◆ WHAT NEEDS TO BE DONE ◆
Every single entry below should be reproduced verbatim.

◆ SUPPLIED DATA ◆
● ● ● ● ● ● ●
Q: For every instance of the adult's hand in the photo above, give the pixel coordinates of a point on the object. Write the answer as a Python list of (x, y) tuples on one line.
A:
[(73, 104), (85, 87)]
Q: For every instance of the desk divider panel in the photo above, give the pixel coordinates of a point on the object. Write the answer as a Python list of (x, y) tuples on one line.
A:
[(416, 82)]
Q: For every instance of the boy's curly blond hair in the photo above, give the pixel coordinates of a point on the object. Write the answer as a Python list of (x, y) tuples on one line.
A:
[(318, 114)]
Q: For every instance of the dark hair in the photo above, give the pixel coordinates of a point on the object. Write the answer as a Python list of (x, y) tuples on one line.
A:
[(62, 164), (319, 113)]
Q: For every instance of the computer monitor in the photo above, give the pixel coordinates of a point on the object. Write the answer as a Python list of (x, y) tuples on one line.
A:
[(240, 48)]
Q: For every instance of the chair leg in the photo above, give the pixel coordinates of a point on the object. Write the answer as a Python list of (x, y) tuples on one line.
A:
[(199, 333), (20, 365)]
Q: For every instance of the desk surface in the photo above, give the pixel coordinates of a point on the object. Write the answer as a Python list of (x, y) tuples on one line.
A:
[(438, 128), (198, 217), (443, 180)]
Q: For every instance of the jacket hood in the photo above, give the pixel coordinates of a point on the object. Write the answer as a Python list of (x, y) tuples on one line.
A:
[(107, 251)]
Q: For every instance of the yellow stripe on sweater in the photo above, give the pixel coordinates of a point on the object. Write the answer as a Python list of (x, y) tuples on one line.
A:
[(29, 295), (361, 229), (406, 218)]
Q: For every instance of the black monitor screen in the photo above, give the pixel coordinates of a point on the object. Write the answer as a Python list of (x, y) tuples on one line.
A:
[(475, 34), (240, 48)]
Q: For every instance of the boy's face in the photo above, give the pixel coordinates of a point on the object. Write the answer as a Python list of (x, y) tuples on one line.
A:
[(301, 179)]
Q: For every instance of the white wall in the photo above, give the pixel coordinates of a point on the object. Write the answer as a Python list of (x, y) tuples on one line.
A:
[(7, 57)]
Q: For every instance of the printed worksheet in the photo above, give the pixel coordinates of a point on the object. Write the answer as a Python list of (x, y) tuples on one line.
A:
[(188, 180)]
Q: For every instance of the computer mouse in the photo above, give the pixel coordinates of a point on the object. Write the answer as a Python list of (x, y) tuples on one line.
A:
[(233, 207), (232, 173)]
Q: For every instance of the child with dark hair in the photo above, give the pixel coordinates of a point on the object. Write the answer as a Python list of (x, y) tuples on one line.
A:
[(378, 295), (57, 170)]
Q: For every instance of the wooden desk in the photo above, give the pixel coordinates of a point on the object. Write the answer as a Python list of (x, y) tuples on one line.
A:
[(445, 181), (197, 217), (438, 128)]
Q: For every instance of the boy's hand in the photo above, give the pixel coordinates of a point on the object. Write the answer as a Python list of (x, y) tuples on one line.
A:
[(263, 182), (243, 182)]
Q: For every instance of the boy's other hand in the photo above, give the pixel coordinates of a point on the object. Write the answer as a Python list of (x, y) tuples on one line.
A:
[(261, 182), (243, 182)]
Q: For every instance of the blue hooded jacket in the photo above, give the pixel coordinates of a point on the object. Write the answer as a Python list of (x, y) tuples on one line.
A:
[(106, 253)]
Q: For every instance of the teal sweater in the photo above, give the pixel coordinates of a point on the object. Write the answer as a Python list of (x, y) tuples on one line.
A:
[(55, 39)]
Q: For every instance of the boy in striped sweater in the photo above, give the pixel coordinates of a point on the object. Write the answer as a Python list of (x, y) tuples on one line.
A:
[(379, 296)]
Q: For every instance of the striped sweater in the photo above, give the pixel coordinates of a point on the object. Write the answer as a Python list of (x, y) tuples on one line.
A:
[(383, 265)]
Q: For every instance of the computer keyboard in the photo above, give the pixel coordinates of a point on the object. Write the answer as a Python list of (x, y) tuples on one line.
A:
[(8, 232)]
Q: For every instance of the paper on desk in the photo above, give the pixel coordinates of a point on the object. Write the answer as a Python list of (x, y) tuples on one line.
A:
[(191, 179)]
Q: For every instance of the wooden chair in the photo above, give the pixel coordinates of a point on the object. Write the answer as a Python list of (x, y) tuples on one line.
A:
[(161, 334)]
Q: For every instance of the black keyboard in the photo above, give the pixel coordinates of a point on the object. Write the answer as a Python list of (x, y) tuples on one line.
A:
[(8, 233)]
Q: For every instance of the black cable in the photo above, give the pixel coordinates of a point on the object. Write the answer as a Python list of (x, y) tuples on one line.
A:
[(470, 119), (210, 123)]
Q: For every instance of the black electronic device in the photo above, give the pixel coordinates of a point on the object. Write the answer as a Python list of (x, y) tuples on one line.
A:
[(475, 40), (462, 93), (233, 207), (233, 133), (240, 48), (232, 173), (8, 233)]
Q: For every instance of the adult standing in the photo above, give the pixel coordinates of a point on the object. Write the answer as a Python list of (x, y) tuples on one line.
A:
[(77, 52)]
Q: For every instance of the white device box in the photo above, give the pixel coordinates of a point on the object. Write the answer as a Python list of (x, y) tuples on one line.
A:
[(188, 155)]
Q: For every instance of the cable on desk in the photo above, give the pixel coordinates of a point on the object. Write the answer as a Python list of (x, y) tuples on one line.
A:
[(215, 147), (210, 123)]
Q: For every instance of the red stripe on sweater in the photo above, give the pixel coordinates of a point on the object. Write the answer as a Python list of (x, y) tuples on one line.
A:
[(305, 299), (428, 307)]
● ● ● ● ● ● ●
◆ EXPECTED ANSWER ◆
Q: For every instance of the adult's hand in the photo above, give the pixel coordinates of a point on the object. Write the answer as a Python list of (x, y) tuples on one line.
A:
[(73, 104), (85, 87)]
Q: For every instance of the desk divider panel in the photo above, give the pixel coordinates of a point on the object. Write the answer as a Python list of (x, y) tuples on one line.
A:
[(416, 82)]
Q: For every instance of the boy's curly blond hair in the photo above, give the pixel coordinates of a point on the object. Write the answer as a Python list of (x, y) tuples on one line.
A:
[(318, 114)]
Q: For every instance of the dark hair in the photo above, give the pixel coordinates of a point on the object. Write the answer as a Python list of (x, y) tuples on one line.
A:
[(62, 164), (319, 113)]
Q: For every instance of the computer monitor in the photo above, give the pixel coordinates of a point on the object. Write the answer as a Python list of (x, y) tuples on one line.
A:
[(240, 48)]
Q: For every instance of the chair leg in the photo above, give the pixel coordinates of a point on the object. Write the answer as a Python list of (x, y) tuples on one line.
A:
[(199, 333), (20, 365)]
Q: For every instance of the desk surface in the photo above, give the pixel coordinates of a point on the object. Write the answer as a Python list of (x, y) tuples on one line.
A:
[(438, 128), (198, 217), (443, 180)]
Q: For every instance of the jacket hood in the photo above, give the pixel coordinates of a point on the object. Write the answer as a Python list of (x, y) tuples on one line.
A:
[(107, 251)]
Q: For every instance of the yellow stripe on sweater in the photo above, give the pixel coordinates of a point on the object. Write the answer as a Python list of (x, y) tuples on one line.
A:
[(29, 295), (361, 229), (406, 218)]
Q: For every instance of the black monitor screen in the photo above, give the pixel coordinates of a point on the object. Write the answer as a Python list of (x, y) tuples on one line.
A:
[(475, 34), (240, 48)]
Q: For every instance of the boy's face in the photo above, give the pixel coordinates of a point on the object. Write the answer as a Python list of (x, y) tuples on one line.
A:
[(301, 179)]
Q: For every instance of the white wall in the photo above, give the pixel coordinates of a point on the object. Write the answer as a Python list of (x, y) tuples on one line.
A:
[(7, 57)]
Q: For every instance of the printed worksheet in the photo above, give the pixel coordinates of a point on the object. Write the answer as a Python list of (x, y) tuples on one line.
A:
[(188, 180)]
Q: For every instance of the computer mouse in the photo above, give the pixel coordinates of a point on the object. Write the answer as a Python list of (x, y) tuples on one line.
A:
[(233, 207), (232, 173)]
Q: For every instance of the child with dark hair in the photo above, give the pixel coordinates of a point on the object. Write the answer as a Python list of (x, y) tuples on one line.
A:
[(378, 295), (57, 170)]
Q: For every instance of the wooden desk in the photo above, give the pixel coordinates of a point on the object. Write the answer as a Python list of (x, y) tuples on one line.
A:
[(445, 181), (197, 217), (438, 128)]
Q: For every instance of the boy's hand in the photo above, give the pixel coordinates of a point on the object. Write the answer as a Python list of (x, y) tuples on one line.
A:
[(263, 182), (243, 182)]
Q: For every instance of the boy's other hand in the photo above, give the pixel coordinates of a point on the object. Write the answer as a Python list of (x, y) tuples on one line.
A:
[(261, 182), (243, 182)]
Q: For every instance of the blue hooded jacket in the photo above, give the pixel coordinates of a point on the object. Write the answer as a Python list of (x, y) tuples on one line.
A:
[(106, 253)]
Q: For every instance of the teal sweater in the photo above, give the pixel coordinates of a point on the object. Write the answer as a Python list of (x, y) tuples on one line.
A:
[(55, 39)]
Q: For every instance of the boy in striped sweater in the photo above, give the pixel coordinates of a point on the object. Write the answer as a Python list of (x, y) tuples on one line.
A:
[(379, 296)]
Q: For every instance of the striped sweater in the photo above, give the pixel coordinates of a point on the object. Write the answer as a Python list of (x, y) tuples on one line.
A:
[(383, 265)]
Q: For every instance of the computer keyboard in the photo above, give the pixel coordinates of a point on the object. Write the answer as a Python list of (x, y) tuples on one line.
A:
[(8, 232)]
Q: For every instance of the paper on desk in the photo above, give the pixel coordinates of a point on the object. Write the answer as a Python list of (x, y) tuples on one line.
A:
[(191, 179)]
Q: For every instance of the wooden chair in the photo above, give the pixel coordinates of a point on the object. Write the answer as a Python list of (x, y) tuples on one line.
A:
[(161, 334)]
Q: For every instance of the black keyboard in the photo above, give the pixel coordinates of a point on the object. Write the answer as a Python list of (x, y) tuples on one line.
A:
[(8, 233)]
Q: For every instance of the black cable in the photo above, give the pixel coordinates of a point on the object. Write the answer as a Python list of (x, y) tuples on one line.
A:
[(470, 119), (210, 123)]
Q: For every instance of the black electronic device in the photo above, give the pixel coordinates of a point on the object. Write the answer as a Python list of (x, y) tuples on one line.
A:
[(475, 40), (462, 93), (233, 207), (233, 133), (240, 48), (232, 173), (8, 233)]
Q: For every instance of the adult standing in the photo above, give the pixel coordinates of a point on the object. Write the answer as a Python list of (x, y) tuples on one line.
A:
[(77, 52)]
Q: For every instance of the white device box in the photo above, give the pixel coordinates of a point on the object. Write the answer as a Python list of (x, y) tuples on one line.
A:
[(188, 155)]
Q: For every instance of the cable on desk in the photo above, give the pixel coordinates of a point on the object. Write the answer as a Python list of (x, y) tuples on one line.
A:
[(215, 147), (210, 123)]
Q: For every instance of the red stripe on sweater in the photo above, give the pixel coordinates of a point on the object. Write the answer as a Python list of (x, y) tuples on one line.
A:
[(305, 299), (428, 307)]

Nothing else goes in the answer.